Listing:
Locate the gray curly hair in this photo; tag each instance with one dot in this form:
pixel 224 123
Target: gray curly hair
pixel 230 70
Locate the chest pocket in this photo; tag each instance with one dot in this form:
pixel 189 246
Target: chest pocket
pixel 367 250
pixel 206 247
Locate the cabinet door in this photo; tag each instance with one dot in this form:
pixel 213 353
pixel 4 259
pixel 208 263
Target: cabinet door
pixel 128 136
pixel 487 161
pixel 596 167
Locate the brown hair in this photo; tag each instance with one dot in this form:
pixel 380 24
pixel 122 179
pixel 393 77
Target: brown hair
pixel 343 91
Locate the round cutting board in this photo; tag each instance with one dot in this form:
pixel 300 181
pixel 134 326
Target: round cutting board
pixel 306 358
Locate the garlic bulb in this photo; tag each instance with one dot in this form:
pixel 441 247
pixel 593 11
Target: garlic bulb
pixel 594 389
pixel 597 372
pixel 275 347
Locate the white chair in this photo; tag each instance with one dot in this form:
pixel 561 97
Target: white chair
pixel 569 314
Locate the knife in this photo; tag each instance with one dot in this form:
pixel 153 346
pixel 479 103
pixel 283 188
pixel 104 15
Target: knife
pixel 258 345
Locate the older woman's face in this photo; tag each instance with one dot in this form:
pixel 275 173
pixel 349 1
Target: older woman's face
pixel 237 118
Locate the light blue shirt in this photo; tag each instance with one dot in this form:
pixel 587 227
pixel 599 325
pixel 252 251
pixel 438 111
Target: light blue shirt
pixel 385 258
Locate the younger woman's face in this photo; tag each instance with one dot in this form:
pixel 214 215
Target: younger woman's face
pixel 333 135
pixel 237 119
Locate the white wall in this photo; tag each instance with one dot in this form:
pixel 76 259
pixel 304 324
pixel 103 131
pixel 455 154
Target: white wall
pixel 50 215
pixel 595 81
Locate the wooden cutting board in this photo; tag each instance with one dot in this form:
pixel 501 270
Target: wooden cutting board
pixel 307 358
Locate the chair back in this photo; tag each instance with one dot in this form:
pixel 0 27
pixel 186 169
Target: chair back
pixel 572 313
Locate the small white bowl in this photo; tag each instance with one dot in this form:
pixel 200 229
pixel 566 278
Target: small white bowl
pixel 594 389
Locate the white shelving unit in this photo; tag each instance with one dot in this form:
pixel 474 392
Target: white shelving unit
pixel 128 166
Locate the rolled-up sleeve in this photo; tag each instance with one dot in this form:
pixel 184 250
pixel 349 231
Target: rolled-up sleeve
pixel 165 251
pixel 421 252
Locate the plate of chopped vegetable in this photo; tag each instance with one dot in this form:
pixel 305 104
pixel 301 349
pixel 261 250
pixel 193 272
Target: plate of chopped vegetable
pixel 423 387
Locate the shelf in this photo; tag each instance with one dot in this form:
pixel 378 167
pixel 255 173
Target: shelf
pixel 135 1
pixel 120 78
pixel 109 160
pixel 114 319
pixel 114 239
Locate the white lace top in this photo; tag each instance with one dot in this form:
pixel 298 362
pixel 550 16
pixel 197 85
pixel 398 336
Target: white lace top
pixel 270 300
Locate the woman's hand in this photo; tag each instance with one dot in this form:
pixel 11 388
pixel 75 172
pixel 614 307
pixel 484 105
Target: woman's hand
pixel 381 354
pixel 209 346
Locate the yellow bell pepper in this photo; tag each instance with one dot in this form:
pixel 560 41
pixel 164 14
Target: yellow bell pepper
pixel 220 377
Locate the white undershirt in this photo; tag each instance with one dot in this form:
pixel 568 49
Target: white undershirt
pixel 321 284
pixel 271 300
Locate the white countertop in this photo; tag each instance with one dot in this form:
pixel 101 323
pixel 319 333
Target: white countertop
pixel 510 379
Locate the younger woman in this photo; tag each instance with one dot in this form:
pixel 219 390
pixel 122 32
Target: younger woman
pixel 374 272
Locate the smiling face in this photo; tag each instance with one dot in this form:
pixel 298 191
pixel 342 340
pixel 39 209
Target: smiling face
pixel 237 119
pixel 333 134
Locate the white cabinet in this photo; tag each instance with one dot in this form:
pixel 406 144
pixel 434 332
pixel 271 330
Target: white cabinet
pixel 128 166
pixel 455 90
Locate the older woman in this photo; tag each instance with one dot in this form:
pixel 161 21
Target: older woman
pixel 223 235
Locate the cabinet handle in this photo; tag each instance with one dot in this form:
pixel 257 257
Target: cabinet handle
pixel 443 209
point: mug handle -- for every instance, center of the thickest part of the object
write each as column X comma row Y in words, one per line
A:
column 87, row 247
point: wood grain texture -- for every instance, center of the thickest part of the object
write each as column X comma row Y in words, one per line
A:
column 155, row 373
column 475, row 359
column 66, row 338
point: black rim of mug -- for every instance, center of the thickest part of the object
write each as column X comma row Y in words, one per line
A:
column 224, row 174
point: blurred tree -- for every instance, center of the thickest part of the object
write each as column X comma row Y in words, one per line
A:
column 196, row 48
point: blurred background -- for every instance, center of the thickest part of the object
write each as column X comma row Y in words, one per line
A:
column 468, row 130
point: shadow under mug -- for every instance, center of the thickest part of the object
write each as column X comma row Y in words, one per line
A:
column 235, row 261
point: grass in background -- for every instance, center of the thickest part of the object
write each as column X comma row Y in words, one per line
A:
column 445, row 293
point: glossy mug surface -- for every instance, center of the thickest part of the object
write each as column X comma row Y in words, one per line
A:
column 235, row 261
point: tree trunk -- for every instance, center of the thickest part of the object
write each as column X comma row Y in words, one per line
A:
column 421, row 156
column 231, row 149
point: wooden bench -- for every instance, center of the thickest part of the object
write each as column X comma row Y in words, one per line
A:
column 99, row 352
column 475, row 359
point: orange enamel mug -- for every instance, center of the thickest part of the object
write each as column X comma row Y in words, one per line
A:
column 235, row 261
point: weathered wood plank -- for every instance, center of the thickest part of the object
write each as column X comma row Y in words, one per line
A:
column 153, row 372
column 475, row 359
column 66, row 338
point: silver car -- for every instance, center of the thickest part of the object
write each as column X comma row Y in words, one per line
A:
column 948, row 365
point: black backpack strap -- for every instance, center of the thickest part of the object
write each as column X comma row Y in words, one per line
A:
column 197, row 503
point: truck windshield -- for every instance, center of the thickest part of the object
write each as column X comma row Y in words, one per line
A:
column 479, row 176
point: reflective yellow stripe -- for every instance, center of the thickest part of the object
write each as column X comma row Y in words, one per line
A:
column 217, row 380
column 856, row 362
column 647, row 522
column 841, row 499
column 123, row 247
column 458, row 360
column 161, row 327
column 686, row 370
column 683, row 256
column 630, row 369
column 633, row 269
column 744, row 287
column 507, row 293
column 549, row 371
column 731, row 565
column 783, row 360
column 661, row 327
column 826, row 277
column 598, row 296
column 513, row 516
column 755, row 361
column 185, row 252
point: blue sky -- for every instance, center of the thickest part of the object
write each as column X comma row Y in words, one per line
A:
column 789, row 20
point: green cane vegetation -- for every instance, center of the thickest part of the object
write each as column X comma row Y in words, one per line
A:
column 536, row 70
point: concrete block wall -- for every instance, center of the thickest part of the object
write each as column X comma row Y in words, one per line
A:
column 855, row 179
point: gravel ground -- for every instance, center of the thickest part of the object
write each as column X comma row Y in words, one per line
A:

What you will do:
Write out all the records above again, substituting "a single dot" for every occurrence of "one dot" and leaving everything else unchanged.

Exercise answer:
Locate the gray curly hair in this photo; tag each instance with a single dot in this form:
pixel 224 123
Target: gray curly hair
pixel 230 70
Locate the chest pocket in this photo; tag each instance with a single dot in this form:
pixel 189 246
Target: chest pocket
pixel 367 250
pixel 206 247
Locate the cabinet door in this photo; tag each instance with a single dot in this form:
pixel 213 353
pixel 4 259
pixel 208 263
Target: cabinet door
pixel 128 136
pixel 487 161
pixel 596 167
Locate the brown hair in this photo; tag each instance with a single dot in this form:
pixel 380 24
pixel 122 179
pixel 393 77
Target: brown hair
pixel 343 91
Locate the round cutting board in this photo; tag each instance with a single dot in this form:
pixel 300 181
pixel 134 326
Target: round cutting board
pixel 306 358
Locate the garlic bulb in this photo; tag each instance with a single dot in this form:
pixel 441 247
pixel 593 11
Target: garlic bulb
pixel 594 389
pixel 597 372
pixel 275 347
Locate the white chair in this photo; tag each instance with a single dot in this form:
pixel 561 97
Target: white chair
pixel 569 314
Locate the knife in this photo; tag each instance with a single dot in this form:
pixel 153 346
pixel 479 103
pixel 283 188
pixel 104 15
Target: knife
pixel 258 345
Locate the older woman's face in this photo; tag each instance with a single dot in this form:
pixel 275 173
pixel 349 1
Target: older woman's face
pixel 237 118
Locate the light blue shirt in this photo; tag each instance with a single dot in this form:
pixel 587 227
pixel 599 325
pixel 252 251
pixel 438 111
Target: light blue shirt
pixel 385 258
Locate the younger woman's face in this photo; tag each instance with a single dot in this form:
pixel 214 215
Target: younger woman's face
pixel 333 135
pixel 237 119
Locate the white wall in this photo; tag each instance with a single dot in this form:
pixel 76 259
pixel 304 324
pixel 103 131
pixel 455 154
Target: white wall
pixel 50 215
pixel 595 81
Locate the wooden cutting board in this photo; tag each instance with a single dot in this form:
pixel 501 270
Target: wooden cutting board
pixel 307 358
Locate the chair back in this photo; tag each instance with a single dot in this form:
pixel 0 27
pixel 186 169
Target: chair back
pixel 572 313
Locate the small white bowl in this photo; tag each instance with a single dot in this form:
pixel 200 229
pixel 566 278
Target: small white bowl
pixel 594 389
Locate the white shelving unit in this photo; tag each instance with a single dot in this form:
pixel 474 392
Target: white shelving unit
pixel 128 166
Locate the rolled-up sleeve in this photo; tag each instance with a single dot in this form:
pixel 184 250
pixel 349 231
Target: rolled-up sleeve
pixel 165 251
pixel 421 252
Locate the plate of chopped vegetable in this photo; tag each instance with a single dot in this form:
pixel 305 104
pixel 301 349
pixel 261 250
pixel 193 272
Target: plate of chopped vegetable
pixel 423 387
Locate the shelf in this photo; tag each instance with a single dot in this form:
pixel 378 167
pixel 255 173
Target: shelf
pixel 135 1
pixel 120 78
pixel 109 160
pixel 114 319
pixel 114 239
Locate the white lace top in this photo; tag each instance with a single dot in this form:
pixel 298 362
pixel 550 16
pixel 197 85
pixel 398 336
Target: white lace top
pixel 270 300
Locate the woman's hand in this photo; tag each instance with a single dot in this form:
pixel 11 388
pixel 75 172
pixel 614 307
pixel 484 105
Target: woman's hand
pixel 381 354
pixel 209 346
Locate the yellow bell pepper in this photo; tag each instance with a single dot in this form:
pixel 560 41
pixel 164 14
Target: yellow bell pepper
pixel 220 377
Locate the white undershirt in this photo; tag each instance with a single dot in this form:
pixel 568 49
Target: white undershirt
pixel 321 284
pixel 271 300
Locate the white countertop in this photo; tag each instance with a single dot in this form:
pixel 101 323
pixel 319 333
Target: white countertop
pixel 510 379
Locate the younger woman in this photo; tag each instance with a single dot in this form:
pixel 219 390
pixel 122 32
Target: younger woman
pixel 374 272
Locate the smiling face in this photo; tag each instance with a single dot in this form:
pixel 298 191
pixel 342 340
pixel 39 209
Target: smiling face
pixel 237 119
pixel 333 134
Locate the white cabinet in this photo; tag each instance with a single dot in this form:
pixel 406 144
pixel 434 332
pixel 271 330
Target: white cabinet
pixel 128 166
pixel 455 90
Locate the older woman in this photo; tag each instance with a single dot in this form:
pixel 161 21
Target: older woman
pixel 223 235
Locate the cabinet handle in this photo; tag each instance with a single dot in this form:
pixel 257 257
Target: cabinet handle
pixel 443 209
point: mug handle -- for every instance, center of the thickest part of the object
write each as column X comma row Y in words, one per line
A:
column 87, row 247
point: wood grain texture -- for every instance, center of the thickest part of the object
write each as column X comma row Y in words, one per line
A:
column 155, row 373
column 475, row 359
column 66, row 338
point: black rim of mug -- for every instance, center of the thickest part of the object
write each as column X comma row Y in words, one per line
A:
column 224, row 174
point: blurred tree -- for every instance, center of the thickest part of the object
write each as column X comma row Y in words, one per line
A:
column 196, row 48
point: blurred background -- for every instance, center of the thickest part of the object
write each as column X comma row Y in words, one per line
A:
column 468, row 130
point: shadow under mug -- for every instance, center of the thickest part of the object
write each as column X comma row Y in words, one per line
A:
column 235, row 261
point: grass in background -- for every instance, center of the thickest part of the object
write each as column X comma row Y in words, one per line
A:
column 445, row 293
point: glossy mug surface -- for every instance, center of the thickest part of the object
write each as column X comma row Y in words, one per line
A:
column 235, row 261
point: tree trunk -- for every instance, center of the thickest part of the object
write each as column X comma row Y in words, one per line
A:
column 421, row 156
column 231, row 149
point: wooden bench -- for every instance, center of the thickest part of the object
write each as column X comma row Y in words, one per line
A:
column 99, row 352
column 475, row 359
point: orange enamel mug -- for every instance, center of the thickest part of the object
write each as column X comma row Y in words, one per line
A:
column 235, row 261
point: weathered wood plank -- for every instance, center of the thickest part of the object
write each as column X comma row Y in words, one per line
A:
column 153, row 372
column 475, row 359
column 66, row 338
point: silver car -- for every instance, center of the thickest part of the object
write each as column X comma row Y in words, one per line
A:
column 948, row 365
point: black backpack strap -- for every instance, center of the thickest part of the object
write each as column X comma row Y in words, one per line
A:
column 197, row 503
point: truck windshield -- for every instance, center of the thickest part of the object
write each as column X comma row Y in words, one per line
A:
column 479, row 176
point: reflective yellow stripe -- for every instance, center of the thickest part of the object
write each as column X comma row Y in words, one per line
A:
column 217, row 380
column 856, row 362
column 647, row 522
column 841, row 499
column 123, row 247
column 458, row 360
column 161, row 327
column 686, row 370
column 683, row 256
column 630, row 369
column 633, row 269
column 744, row 287
column 507, row 293
column 549, row 371
column 731, row 565
column 783, row 360
column 661, row 327
column 826, row 277
column 598, row 296
column 513, row 516
column 755, row 361
column 185, row 252
point: blue sky -- for every instance, center of the thickest part of the object
write each as column X comma row Y in words, one per line
A:
column 789, row 20
point: green cane vegetation -- for every instance, center of the thickest part of the object
write each as column X comma row Y in words, one per line
A:
column 536, row 70
point: concrete block wall -- for every instance, center of the thickest part of the object
write each as column X comma row Y in words, one per line
A:
column 855, row 179
point: gravel ground -- for every instance, center of the thickest part of the object
write each as column X comma row Y in words, one per line
A:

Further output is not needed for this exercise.